:: PROMPT 1 ::
In the hospital diary entry, update the part that opens with the words containing "Eventually I was" and closes with "her bad side!" by replacing "Consultant" with "doctor".
:: PROMPT 2 ::
State whether each statement agrees with the hospital diary entry, answering yes or no and quoting the deciding words: (a) The car park at the hospital is multistory. (b) Pete offered to hold the car park ticket. (c) The Viral Load was recorded as 50,000.

:: EXCERPT TO READ ::
########################################

I didn't feel like driving but seen as we had to go to town after the hospital and then to Walkden to get some other prezzies later it did make sense. The car park at the hospital is multistory. They don't usually bother me but today I nearly smashed the front end of the car whilst parking, sorry Gloria (that's my car!). Luckily, she has rubber strips at the front and I was only crawling into the bay. It just felt worse than it was. I got out of the car and flapping again not only about banging Gloria but everything including trying to get the ticket for the car park into my wallet and then into my bag. "Do you want me to hold on to that?" Pete asked. "No!" I think I shouted without meaning to. More calmly, "no, I'll hold on to it that way I know I've got it."

Even though I had an appointment it took a long time for me to be seen. Pete kept saying that it wasn't good enough and that it was really inefficient. I told him that it only seemed inefficient because he didn't know the system, when you know the system you can see it works. His going on with himself was not helping me in the slightest. While we waited I saw someone leave with their head in their hands. I knew the Christmas present that he'd just received and really felt for him.

Eventually I was called. Today was the day I would meet Margaret, my Consultant. She's really nice and the kind of person who I know is going to be able to make me do the things I really don't want to. She's only a small young lady but I already know I don't want to get on her bad side!

We chatted for a bit and she looked through my file - it looked a lot fatter than last time I saw it - to clarify some points. Then she told me about what the process was going to be: that we'd look through the results and take it from there.

Medically I'm in great shape! People say that I've got a good physical shape but it is nice to know that I got medical reports that say that inside is just as good. Apparently I've had Hepatitus B and got over it naturally and the same with Glandular Fever! Then it came to the big two results: CD4 and Viral Load.

I didn't have any CD4 results. Margaret rang up the laboratories to check that the figures just hadn't been forgotten to be sent, but they weren't there. I explained that it could have something to do with me going into shock when Simon took my samples and that there wasn't enough blood available. This seemed to be OK with Margaret, but she said that I would need to give samples today to get this tracking underway. Oh joy! Just what I didn't want to have to do today!

My Viral Load was recorded as 22,400 which Margaret said was good. Though she countered that by saying that when it reached 50,000 we'd start talking medicines.

########################################

:: INPUT DATA ::
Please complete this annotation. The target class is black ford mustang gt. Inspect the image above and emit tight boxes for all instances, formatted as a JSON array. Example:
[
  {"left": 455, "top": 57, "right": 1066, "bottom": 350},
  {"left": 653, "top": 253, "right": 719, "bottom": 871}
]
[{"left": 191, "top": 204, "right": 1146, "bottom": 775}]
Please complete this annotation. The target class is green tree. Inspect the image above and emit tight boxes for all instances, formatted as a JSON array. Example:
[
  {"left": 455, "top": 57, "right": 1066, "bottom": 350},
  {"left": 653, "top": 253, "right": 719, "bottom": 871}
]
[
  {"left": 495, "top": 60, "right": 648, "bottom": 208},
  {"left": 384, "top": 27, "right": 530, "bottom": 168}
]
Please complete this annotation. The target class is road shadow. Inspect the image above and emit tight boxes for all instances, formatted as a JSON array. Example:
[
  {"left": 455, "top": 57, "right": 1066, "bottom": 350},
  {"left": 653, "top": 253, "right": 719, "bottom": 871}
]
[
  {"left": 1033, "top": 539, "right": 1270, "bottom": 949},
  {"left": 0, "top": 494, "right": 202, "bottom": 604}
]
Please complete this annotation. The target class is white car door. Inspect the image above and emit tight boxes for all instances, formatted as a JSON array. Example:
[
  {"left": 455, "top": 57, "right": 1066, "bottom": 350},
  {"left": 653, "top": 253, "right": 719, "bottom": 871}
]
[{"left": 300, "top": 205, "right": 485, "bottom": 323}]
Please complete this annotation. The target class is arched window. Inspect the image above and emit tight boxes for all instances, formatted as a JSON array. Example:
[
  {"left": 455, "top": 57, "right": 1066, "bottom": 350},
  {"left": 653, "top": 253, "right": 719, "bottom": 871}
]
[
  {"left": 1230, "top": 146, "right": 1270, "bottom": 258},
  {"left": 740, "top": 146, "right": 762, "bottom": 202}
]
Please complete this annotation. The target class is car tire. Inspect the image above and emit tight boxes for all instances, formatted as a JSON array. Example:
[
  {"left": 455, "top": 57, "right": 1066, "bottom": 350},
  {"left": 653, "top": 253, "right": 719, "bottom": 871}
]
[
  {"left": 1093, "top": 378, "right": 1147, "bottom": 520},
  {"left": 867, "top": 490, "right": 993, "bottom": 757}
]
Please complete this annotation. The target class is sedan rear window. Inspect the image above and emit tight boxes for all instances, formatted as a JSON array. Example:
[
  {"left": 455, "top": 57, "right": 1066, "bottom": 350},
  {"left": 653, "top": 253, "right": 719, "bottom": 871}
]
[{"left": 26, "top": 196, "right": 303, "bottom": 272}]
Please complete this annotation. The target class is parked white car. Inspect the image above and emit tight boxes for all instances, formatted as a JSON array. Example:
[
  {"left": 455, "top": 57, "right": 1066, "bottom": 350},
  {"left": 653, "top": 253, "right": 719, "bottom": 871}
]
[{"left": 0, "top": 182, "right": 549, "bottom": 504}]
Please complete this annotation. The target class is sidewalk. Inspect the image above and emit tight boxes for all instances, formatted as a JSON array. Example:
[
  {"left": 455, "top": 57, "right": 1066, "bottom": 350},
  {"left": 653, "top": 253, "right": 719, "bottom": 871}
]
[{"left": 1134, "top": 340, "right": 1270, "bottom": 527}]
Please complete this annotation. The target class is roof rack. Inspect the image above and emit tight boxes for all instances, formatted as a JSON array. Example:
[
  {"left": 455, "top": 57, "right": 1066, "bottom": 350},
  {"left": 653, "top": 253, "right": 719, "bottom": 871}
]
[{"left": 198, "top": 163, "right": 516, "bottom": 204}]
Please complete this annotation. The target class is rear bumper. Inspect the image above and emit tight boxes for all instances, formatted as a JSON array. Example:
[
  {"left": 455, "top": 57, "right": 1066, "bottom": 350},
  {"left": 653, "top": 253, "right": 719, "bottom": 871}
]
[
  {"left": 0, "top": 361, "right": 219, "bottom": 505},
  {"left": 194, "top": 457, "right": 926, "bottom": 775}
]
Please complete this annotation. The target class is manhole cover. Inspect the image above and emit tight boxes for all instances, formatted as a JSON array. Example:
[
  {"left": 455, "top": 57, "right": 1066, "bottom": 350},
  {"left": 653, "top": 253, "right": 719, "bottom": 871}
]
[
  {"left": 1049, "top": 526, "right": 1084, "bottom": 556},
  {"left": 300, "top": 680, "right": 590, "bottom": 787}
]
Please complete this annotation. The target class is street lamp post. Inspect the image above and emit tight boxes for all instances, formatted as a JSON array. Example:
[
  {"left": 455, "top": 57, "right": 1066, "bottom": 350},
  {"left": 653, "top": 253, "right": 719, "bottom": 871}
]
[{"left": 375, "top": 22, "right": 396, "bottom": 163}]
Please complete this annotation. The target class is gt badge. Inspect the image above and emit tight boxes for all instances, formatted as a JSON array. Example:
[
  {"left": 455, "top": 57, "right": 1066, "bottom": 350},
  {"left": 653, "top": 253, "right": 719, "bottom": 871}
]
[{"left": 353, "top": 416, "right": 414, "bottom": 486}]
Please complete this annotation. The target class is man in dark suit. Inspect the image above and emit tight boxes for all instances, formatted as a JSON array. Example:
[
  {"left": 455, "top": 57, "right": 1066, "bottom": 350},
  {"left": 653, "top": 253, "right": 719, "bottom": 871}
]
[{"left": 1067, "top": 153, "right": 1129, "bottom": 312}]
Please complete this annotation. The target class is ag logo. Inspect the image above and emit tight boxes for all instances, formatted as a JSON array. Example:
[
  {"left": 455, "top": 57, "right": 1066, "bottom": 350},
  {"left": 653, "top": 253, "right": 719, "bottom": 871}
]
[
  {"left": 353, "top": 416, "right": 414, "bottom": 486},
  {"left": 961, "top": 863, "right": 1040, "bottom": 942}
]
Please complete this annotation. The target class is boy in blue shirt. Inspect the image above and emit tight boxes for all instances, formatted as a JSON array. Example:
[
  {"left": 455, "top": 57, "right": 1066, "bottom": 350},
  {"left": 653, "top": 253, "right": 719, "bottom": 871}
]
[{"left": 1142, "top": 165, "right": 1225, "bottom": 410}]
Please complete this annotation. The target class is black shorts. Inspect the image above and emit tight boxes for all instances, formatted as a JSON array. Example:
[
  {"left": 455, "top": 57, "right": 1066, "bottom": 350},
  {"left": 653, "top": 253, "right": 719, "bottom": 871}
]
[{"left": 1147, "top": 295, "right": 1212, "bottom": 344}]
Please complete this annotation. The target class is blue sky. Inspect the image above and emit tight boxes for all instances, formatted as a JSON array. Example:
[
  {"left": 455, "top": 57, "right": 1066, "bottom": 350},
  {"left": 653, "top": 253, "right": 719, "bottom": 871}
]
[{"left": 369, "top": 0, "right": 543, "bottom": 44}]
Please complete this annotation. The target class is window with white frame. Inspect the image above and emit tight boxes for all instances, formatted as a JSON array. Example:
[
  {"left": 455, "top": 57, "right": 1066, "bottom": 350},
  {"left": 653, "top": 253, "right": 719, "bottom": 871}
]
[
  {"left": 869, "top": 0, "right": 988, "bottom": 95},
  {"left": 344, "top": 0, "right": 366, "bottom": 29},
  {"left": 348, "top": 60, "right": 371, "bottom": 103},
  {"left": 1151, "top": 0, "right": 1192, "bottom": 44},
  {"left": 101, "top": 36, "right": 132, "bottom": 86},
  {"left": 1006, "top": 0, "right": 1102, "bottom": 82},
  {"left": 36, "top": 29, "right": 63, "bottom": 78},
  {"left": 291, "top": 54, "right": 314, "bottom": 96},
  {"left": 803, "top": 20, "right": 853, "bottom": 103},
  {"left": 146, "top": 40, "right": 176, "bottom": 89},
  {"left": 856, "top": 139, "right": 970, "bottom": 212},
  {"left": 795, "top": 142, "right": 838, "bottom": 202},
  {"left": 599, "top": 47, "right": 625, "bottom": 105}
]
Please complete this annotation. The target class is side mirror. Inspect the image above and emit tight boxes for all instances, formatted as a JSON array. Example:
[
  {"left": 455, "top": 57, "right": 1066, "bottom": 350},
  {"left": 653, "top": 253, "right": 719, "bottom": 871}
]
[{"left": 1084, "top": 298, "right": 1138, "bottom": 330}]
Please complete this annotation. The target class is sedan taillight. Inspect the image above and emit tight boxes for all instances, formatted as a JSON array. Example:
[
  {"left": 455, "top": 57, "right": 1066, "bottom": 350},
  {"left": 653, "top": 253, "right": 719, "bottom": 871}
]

########################################

:: EXERCISE ANSWER 1 ::
Eventually I was called. Today was the day I would meet Margaret, my doctor. She's really nice and the kind of person who I know is going to be able to make me do the things I really don't want to. She's only a small young lady but I already know I don't want to get on her bad side!

:: EXERCISE ANSWER 2 ::
(a) Yes: "The car park at the hospital is multistory."
(b) Yes: "Do you want me to hold on to that?" Pete asked.
(c) No: "My Viral Load was recorded as 22,400"